## RECORDED DATA:
··········

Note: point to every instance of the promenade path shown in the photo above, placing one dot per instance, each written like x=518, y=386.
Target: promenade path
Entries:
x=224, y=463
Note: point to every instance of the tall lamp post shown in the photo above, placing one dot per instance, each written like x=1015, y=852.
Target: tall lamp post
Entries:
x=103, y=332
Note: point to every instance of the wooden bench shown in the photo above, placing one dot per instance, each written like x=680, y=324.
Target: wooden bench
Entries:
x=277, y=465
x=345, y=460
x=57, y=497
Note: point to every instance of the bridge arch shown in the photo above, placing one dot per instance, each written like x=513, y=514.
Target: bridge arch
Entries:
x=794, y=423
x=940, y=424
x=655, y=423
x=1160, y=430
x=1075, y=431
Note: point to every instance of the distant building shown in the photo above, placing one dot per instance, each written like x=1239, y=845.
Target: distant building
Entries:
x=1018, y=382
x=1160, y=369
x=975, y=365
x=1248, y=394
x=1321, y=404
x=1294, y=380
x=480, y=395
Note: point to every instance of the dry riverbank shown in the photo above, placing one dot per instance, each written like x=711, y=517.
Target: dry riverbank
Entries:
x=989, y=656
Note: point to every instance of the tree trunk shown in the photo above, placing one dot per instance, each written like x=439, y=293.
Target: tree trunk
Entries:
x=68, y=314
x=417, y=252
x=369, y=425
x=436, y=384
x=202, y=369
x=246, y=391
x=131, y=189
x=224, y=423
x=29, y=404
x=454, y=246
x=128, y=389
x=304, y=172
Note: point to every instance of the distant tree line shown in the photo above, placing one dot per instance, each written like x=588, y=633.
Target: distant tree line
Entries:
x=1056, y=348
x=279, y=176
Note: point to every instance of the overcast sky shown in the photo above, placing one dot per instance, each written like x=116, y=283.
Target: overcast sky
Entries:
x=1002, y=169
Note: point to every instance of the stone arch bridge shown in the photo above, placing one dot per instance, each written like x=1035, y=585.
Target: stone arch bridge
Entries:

··········

## WHAT THIS TASK INVOLVES:
Convert the data above into a JSON list of strings, one string per line, leaving out blank lines. Begin at the first line of the data and stop after the line containing "x=1075, y=431".

## REPLY TO THE EXERCISE:
[
  "Note: point to every instance of the promenade path shown in the photo above, placing one dot per instance, each written like x=518, y=386.",
  "Target: promenade path",
  "Entries:",
  "x=224, y=463",
  "Note: point to every instance of the tall lamp post shown in the photo above, placing one dot per instance, each written like x=1015, y=852.",
  "Target: tall lamp post",
  "Entries:",
  "x=103, y=332",
  "Note: point to every instance of the wooden bench shown in the photo above, placing one dot per instance, each written like x=680, y=324.",
  "Target: wooden bench",
  "Entries:",
  "x=277, y=465",
  "x=345, y=460",
  "x=57, y=497",
  "Note: point to every instance of the bridge arch shown in the photo above, placing one dot per instance, each written like x=513, y=514.",
  "Target: bridge arch",
  "Entries:",
  "x=794, y=423",
  "x=940, y=424",
  "x=655, y=423",
  "x=1160, y=430",
  "x=1075, y=431"
]